---------- TEXT PASSAGE
Scholarly communication relies on a stable set of legal rules and practices grounded in clarity about ownership and lawful use for close reading, library collecting, and scholarly analysis. With the rise of digital media, scholars and librarians have worked to navigate acquisition and use of licensed digital materials where there is no physical artifact to own. In particular, librarians have developed sophisticated practices for negotiating licenses that aim to recreate the open space needed for scholarly communication to thrive. Many well-resourced institutions have also brought legal experts into the library with a mandate to translate legal rules and practices for scholars working with digital and open materials.

In the recent years, however, access to music, film, television, and games has become mediated not just by database licenses, but by consumer-facing companies like Netflix, Spotify, and Steam that simply will not offer libraries a license at any price. Without reliance on the traditional body of copyright exceptions or any opportunity to negotiate, academics are forced to puzzle through licensing language that is silent or misaligned with scholarly communication, and to risk violating the terms of the agreement if they want to teach, analyze, or archive. Many scholars may have heard that penalties for copyright violation can be up to five years in prison and up to $250,000 in fines even where there is no monetary profit. Separate penalties for breach of contract and even fear of violating the Digital Millennium Copyright Act’s anti-circumvention provision raise the stakes further. In light of these perceived dangers, text mining, archiving, and culturally-sustaining pedagogy can seem like they just aren’t worth the risk.

The current legal quagmire has left scholarly communication in a market stalemate. With no clear avenue to license this content, many libraries and scholars are unwilling to engage with these services, and those that do often feel compelled to do so sub rosa. In turn, this lack of visible engagement sustains the sense that the academic market is small enough to ignore, so no institutional license option is created. Because no one is at the table, no one will come to the table. Even if these companies did offer a license, reliance on a purely market-based solution carries its own set of risks. As we have seen with academic publishing, a scholarly communication system built on licenses from for-profit providers quickly becomes unsustainable when deprived of the necessary legal safety valves. A solution that reduced risk by creating a new “big deal” for consumer-licensed content would be no solution at all.
--------------------
COMPLETE THE FOLLOWING
A. In the passage on licensing for scholarly communication, which consumer-facing companies are named as refusing to offer libraries a license at any price?
B. Write the next part of the passage on licensing for scholarly communication, starting after its final sentence.
---------- RAW RECORDS
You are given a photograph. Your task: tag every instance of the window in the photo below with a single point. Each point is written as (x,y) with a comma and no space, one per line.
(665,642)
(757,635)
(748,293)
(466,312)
--------------------
TASK-BY-TASK ANSWERS
A. Netflix, Spotify, and Steam.

B.
These issues are expected to come to a head in 2018. Congress is currently considering the Music Modernization Act, a bill that would rewrite many of the core assumptions about licensing in this area. The Second Circuit Court of Appeals is considering the ongoing Capitol v. ReDigi case, examining the question of how the first sale doctrine should be applied to digital materials. The law is about to change once again, and the academic community needs to take an active role in shaping that change as well as helping our peers understand and navigate it. As music, film, games, and even public communication are increasingly shared on commercial platforms governed by non-negotiable terms of use, the greatest risk would be to resign ourselves to this situation based on fear and misunderstanding, or to abdicate our role as advocates for a more sustainable legal and scholarly communication system. Public scholarship, open pedagogy, and archiving the culture of our lived experiences all require that we engage with these issues, and that engagement must not be limited to exclusively wealthy institutions that can afford to keep a full-time legal expert on staff.

Libraries, scholars, and instructors need clear guidance on the real risks and opportunities for their work in this new environment. To provide this guidance, this proposal brings together a team that can design resources to help individuals and institutions accurately calibrate the true level of risk and identify a path forward. This team has substantial experience in legal advocacy and is also prepared to develop a strategy for legislative and judicial action in support of scholarly communication. All members have deep legal expertise and roles that are focused on offering practical, actionable solutions. Members also have a strong track record of designing information and advocacy materials, from amicus briefs and Copyright Office RTC documents to local and national user-focused guides and best practices.

Individuals on the team have written and spoken on the issue in a variety of contexts. What is needed is the concentrated time to bring this cohort together to develop a plan and set of materials for offering guidance that helps users understand the real risk of engaging with consumer-licensed materials and platforms, as well as a strategy to advocate for a clearer, more open copyright system that supports, rather than undermines, academic values and practices.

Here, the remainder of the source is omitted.